▸ Objective
Please duplicate the passage of the comment thread below that opens with the words containing "Jon January 6, 2012" and closes with "tell, nobody noticed.".

▸ Extract to read
Jon January 6, 2012 1:15 AM

I once, during a time of financial distress, sent out the monthly batch of bills with American flag stamps – All deliberately applied upside down.

As far as I could tell, nobody noticed.

J.

Clive Robinson January 6, 2012 8:46 AM

@ Baz,

“Though to some extent XEP0301 is a defense against keybug attacks – the keyboard delay is disconnected from the packet delay”

I’d need to look XEP0301 up and have a carefull think about it, but my experiance with other systems in the past has indicated that all to often either the protocool or the implementation has deficiences which can be exploited in some way, and even if I don’t spot it somebody else will… As there are “to many designs and to few eyes to watch over them”.

Not sure what your actual attack vector is but with regards,

but at 1 bit/s you’d struggle even to send out a password

There are a couple of ways you could look at such a low bandwidth,

1, Only 2mins to send the average AES key…
2, You halve the keyspace you need to search every second…

Oh one other thing to think about the “jitter bug” / “keybug” assumes a passive adversary and a “broadcast” model for the covert channel. That is it’s a Shannon Channel “source”, thus it’s in theory detectable by another observer hence the “clock the output” mitigation. But also think about the “reverse” direction, that is the adversary is not passive but “active” and that although still a “source” the system is now “susceptible” in some way. As is seen with various “cache attacks” the system “tests secure” on emissions and appears to remain “secure” in use. However it is only when an adversary injects in a signal of some form in some way that a covert channel opens, and thus the “clock the inputs” mitigation.

But… you need to “decouple” the channels in some way so not only do you have to “clock the inputs and clock the outputs” you need to ensure that the clocking cannot be exploited in some way. In many systems this is done by using a single master clock within the device but use the rising edge to clock say the input whilst the falling edge is used to clock the output. Another method is to use a variable delay window, where the delay is selected using a cryptographicaly secure RNG. If done correctly this second method alows a high “valid in channel bandwidth” whilst holding the potential covert channel down to just a bit or two per second (or longer if you alow data bursts).

However you try you cannot prevent data being leaked (ie the fact you communicate is effectivly one bit of data). The best you can do is “hold the bandwidth down” in various ways.

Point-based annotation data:
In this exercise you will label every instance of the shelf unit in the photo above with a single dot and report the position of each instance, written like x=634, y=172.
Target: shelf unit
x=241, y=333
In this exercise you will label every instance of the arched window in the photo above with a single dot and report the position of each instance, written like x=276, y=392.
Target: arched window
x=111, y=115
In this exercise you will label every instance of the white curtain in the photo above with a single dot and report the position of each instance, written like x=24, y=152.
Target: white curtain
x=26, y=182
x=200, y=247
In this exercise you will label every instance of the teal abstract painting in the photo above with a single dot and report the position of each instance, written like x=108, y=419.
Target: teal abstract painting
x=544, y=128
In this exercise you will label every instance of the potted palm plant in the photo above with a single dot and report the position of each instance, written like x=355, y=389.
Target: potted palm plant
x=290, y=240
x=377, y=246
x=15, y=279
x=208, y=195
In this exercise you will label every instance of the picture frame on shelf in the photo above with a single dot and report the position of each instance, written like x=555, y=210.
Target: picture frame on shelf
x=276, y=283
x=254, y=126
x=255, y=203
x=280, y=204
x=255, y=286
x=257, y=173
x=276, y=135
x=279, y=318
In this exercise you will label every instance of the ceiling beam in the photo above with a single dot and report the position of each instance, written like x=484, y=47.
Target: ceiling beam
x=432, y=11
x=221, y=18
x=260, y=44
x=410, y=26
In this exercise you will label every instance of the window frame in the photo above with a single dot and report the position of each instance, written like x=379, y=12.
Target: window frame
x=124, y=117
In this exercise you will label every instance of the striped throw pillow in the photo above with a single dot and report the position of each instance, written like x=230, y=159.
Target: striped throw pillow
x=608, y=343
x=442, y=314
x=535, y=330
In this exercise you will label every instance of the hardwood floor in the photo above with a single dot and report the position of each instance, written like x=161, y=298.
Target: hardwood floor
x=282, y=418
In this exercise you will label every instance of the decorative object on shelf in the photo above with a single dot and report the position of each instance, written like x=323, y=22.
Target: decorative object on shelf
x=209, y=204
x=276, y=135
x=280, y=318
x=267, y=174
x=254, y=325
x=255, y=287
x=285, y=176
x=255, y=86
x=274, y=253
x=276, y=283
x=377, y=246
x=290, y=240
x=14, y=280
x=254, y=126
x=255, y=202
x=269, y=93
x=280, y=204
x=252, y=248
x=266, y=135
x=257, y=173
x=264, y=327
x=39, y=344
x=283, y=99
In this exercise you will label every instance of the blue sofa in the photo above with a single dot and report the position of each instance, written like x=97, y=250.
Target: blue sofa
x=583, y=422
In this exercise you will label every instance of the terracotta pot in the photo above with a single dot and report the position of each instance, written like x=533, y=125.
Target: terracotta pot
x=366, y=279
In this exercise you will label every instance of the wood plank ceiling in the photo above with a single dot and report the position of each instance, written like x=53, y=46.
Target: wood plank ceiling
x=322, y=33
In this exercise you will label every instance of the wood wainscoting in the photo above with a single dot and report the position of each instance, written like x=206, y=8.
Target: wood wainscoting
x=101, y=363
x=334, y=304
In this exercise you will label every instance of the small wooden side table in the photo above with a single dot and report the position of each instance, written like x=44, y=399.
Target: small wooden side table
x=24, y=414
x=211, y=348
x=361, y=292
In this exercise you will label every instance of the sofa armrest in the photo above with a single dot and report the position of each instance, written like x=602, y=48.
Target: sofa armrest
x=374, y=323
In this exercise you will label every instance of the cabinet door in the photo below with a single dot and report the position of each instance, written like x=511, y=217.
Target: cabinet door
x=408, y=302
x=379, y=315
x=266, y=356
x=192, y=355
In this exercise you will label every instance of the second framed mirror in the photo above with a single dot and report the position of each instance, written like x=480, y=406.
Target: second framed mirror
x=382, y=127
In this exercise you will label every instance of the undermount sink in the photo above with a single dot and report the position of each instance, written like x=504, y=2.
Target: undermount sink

▸ Written answer
Jon January 6, 2012 1:15 AM

I once, during a time of financial distress, sent out the monthly batch of bills with American flag stamps – All deliberately applied upside down.

As far as I could tell, nobody noticed.